- TASK DIRECTIONS: In the article on the Digital Dailies system, do these statements agree with the text? Answer yes or no for each and quote the deciding words. (a) A complete on-location playback system rents for $1,000 a week. (b) Quandt calls DVD-R a true random-access format. (c) Digital Dailies was first used on Bulletproof Monk.

- EXCERPT TO READ:
** Begin **

Eric Schumacher-Rasmussen

September 2002| Reports that Hollywood's A-list stars like Julia Roberts and Jim Carrey can pocket $20 million or more per film might suggest that the movie business has money to burn. They couldn't afford to pay the big names the big bucks if they didn't save money in production, though, and so studios are looking everywhere for places to slash expenditures. One place ripe for cutting is in the daily "rushes"—the raw, unedited footage that directors and executives look at each day as a film is being produced.

"Time and money are the two things everybody is trying to save in the movie business," says Heuris president Brian Quandt. "Nobody makes any money on rushes, so we're trying to help studios save money any way they can."

Video compression leader Heuris has teamed with screening consultants Cohen Communications and digital video production rental house Plus8Video to offer "Digital Dailies," a digital delivery system that allows film professionals to view the daily rushes without having them developed and printed, and without hiring a projectionist. "Previously, producers had to do a one-light print negative to print a single film to watch the daily rushes on," Quandt said. "Now they can just encode the film or HDV from an Avid editing suite to MPEG-2 on DVD-RAM media. With DVD-RAM, unlike standard film, an assistant editor rather than a projectionist can show the footage."

The system uses Mindstar Productions' Cinergy Motion Picture Production System On-Set Module to integrate metadata—timecode, director's comments, location, lens/filters, actors and circled takes—into the HD footage, making it immediately accessible to an editor in post-production. Playback is done on an enhanced PC version of Panasonic Broadcast's iDVR-100/200.

Quandt said DVD-RAM is the format of choice because of its random-access capabilities and relatively low cost when compared to digital VHS tape. "High-definition video playback devices are very expensive to rent, so that can be cost-prohibitive," he said. "And DVD-R isn't a true random-access format. Plus, the throughput on DVD-RAM is sufficient for digital high definition."

It's also the industry standard, according to Quandt, even though not everyone in the movie industry realizes it. "We were setting up with a company in New York that said their regular video supply house was having trouble tracking down some DVD-RAM media, and that it would cost about $50 a unit," Quandt laughed. "I said, 'Did you try CompUSA?' They're not used to media being both standard and widely available."

The Heuris/Cohen Digital Dailies post-production system might save money in labor, time and film—Heuris estimates it can help a moviemaker save up to $300,000 on a Hollywood feature—but it's still not cheap. The system rents out for $2200/week, and includes a Tandberg M5820 HD multiformat MPEG-2 encoder, an ASI capture station, DVD-RAM recorder, and flat-panel display. A studio playback system, which includes just a PC with a DVD-RAM drive and monitor, rents for $300/week, while a complete on-location playback system—including a 7'6"x10' Dalite front-projection screen, JVC video projector, and powered speakers—rents for $1,000/week. Plasma displays also are available for an additional $500/week.

The Digital Dailies solution was first used on the Richard Gere thriller The Mothman Prophecies (where digital playback also was used at early audience test screenings), and Mothman director Mark Pellington said "he'll never do it any other way," according to Quandt. More recently, it's been used on the set of the martial-arts movie Bulletproof Monk and The Human Stain, the film adaptation of a Philip Roth novel, starring Nicole Kidman and Anthony Hopkins, due in 2003.

** End **

- INFORMATION PROVIDED:
** Begin **

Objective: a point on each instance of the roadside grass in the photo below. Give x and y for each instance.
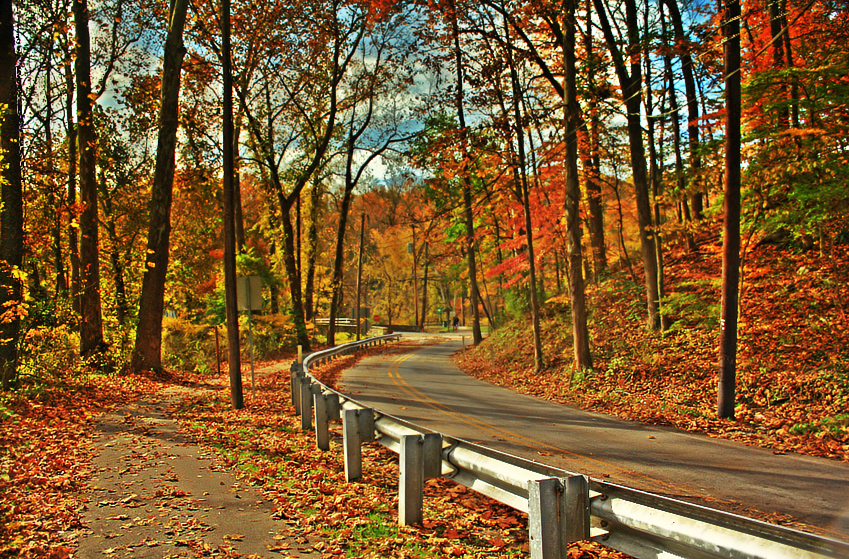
(264, 444)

** End **

- WRITTEN RESPONSE:
(a) Yes: "a complete on-location playback system—including a 7'6"x10' Dalite front-projection screen, JVC video projector, and powered speakers—rents for $1,000/week"
(b) No: "And DVD-R isn't a true random-access format."
(c) No: "The Digital Dailies solution was first used on the Richard Gere thriller The Mothman Prophecies"